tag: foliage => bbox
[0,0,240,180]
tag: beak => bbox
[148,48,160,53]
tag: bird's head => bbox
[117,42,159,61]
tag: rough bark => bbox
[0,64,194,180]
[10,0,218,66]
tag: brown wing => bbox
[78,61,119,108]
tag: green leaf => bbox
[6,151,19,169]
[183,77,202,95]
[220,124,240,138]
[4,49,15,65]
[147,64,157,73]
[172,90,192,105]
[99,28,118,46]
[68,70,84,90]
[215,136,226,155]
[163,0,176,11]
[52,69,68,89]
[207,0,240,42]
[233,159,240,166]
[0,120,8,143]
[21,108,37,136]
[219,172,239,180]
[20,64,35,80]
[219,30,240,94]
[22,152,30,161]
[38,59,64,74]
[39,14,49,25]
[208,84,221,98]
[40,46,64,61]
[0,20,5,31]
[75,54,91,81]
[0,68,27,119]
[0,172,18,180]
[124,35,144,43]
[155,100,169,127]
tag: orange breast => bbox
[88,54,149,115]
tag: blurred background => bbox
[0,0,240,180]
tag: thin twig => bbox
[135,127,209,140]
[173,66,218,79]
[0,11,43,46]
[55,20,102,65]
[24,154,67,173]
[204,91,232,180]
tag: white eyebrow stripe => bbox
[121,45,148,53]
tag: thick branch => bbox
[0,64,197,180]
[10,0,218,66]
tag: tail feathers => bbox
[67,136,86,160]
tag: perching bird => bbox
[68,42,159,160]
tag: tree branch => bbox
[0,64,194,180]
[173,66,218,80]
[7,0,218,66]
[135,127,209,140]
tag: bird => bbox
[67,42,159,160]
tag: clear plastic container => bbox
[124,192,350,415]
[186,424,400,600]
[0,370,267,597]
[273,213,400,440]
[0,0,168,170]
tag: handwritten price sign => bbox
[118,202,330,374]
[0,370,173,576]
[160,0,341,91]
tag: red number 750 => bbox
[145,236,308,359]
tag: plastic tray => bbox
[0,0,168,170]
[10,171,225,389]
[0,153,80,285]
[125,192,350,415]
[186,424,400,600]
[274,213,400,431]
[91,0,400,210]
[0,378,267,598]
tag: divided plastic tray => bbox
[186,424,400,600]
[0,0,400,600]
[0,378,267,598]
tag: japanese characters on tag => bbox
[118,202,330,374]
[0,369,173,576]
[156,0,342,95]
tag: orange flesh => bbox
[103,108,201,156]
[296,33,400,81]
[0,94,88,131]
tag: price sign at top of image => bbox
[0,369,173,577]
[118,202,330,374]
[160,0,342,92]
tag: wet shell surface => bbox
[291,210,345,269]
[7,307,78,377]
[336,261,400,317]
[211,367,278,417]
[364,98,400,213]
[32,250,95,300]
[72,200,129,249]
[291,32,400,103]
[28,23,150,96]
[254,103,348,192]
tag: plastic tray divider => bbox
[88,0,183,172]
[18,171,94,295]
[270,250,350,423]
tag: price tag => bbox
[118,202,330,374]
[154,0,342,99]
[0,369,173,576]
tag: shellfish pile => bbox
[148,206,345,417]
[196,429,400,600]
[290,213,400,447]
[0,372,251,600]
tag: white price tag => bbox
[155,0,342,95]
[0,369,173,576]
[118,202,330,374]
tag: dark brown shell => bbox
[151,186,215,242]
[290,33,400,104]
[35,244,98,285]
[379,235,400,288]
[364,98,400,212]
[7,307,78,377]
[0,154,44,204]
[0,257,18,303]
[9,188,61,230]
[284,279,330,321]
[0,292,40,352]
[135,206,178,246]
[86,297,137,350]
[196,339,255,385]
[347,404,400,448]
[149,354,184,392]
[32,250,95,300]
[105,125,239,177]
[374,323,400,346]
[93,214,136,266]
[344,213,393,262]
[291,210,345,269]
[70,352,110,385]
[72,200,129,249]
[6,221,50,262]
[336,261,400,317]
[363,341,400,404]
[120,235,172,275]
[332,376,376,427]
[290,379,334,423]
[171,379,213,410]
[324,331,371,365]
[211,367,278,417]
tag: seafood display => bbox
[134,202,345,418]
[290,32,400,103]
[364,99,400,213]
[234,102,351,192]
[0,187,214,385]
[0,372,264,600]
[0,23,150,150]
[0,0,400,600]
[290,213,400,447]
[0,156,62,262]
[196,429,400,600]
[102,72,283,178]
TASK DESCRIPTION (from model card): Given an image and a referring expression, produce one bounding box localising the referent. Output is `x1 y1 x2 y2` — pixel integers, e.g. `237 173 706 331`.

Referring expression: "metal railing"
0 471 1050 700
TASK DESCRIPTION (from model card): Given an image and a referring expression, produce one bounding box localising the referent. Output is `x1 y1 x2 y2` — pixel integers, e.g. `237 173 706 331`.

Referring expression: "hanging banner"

-*-*-

Do this
Can you reproduce, word for word, everything from the line containing "tag: plastic tray divider => bbox" down through the end of the entries above, including both of those ends?

Exercise answer
tag: plastic tray divider => bbox
[88,0,183,172]
[18,171,94,295]
[270,250,350,423]
tag: price tag => bbox
[118,202,330,374]
[154,0,342,99]
[0,369,173,576]
tag: shellfish pile => bbox
[148,206,345,417]
[196,429,400,600]
[290,213,400,447]
[0,372,251,600]
tag: white price tag => bbox
[155,0,342,95]
[0,369,173,576]
[118,202,330,374]
tag: dark brown shell => bbox
[151,186,215,242]
[290,33,400,104]
[35,244,98,285]
[379,235,400,288]
[364,98,400,212]
[7,307,78,377]
[0,154,44,204]
[0,257,18,303]
[9,188,61,230]
[284,279,330,321]
[0,292,40,352]
[135,206,178,246]
[86,297,137,350]
[196,339,255,385]
[347,404,400,448]
[149,354,184,392]
[32,250,95,300]
[105,125,239,177]
[374,323,400,346]
[93,214,136,266]
[344,213,393,262]
[291,210,345,269]
[70,352,110,385]
[72,200,129,249]
[6,221,50,262]
[336,261,400,317]
[363,341,400,404]
[120,235,172,275]
[332,376,376,427]
[290,379,334,423]
[171,379,213,410]
[324,331,371,365]
[211,367,278,417]
tag: seafood display => bbox
[134,202,345,418]
[290,32,400,103]
[364,99,400,213]
[234,102,351,192]
[0,187,214,385]
[0,372,264,600]
[0,23,150,150]
[0,0,400,600]
[290,213,400,447]
[0,156,62,262]
[196,429,400,600]
[102,72,283,178]
TASK DESCRIPTION (from model card): Given an image and a referring expression, produce one bounding box localising the referent. Output is `x1 y1 x2 y2` — pixel integers, e.g. `237 173 706 331`.

Referring expression: "metal railing"
0 471 1050 700
TASK DESCRIPTION (from model card): Given an image and a referring expression, produce one bounding box localising the referent. Output is `x1 y1 x2 y2` — pixel integers, e.g. `237 173 706 331`.

Referring expression: "hanging banner"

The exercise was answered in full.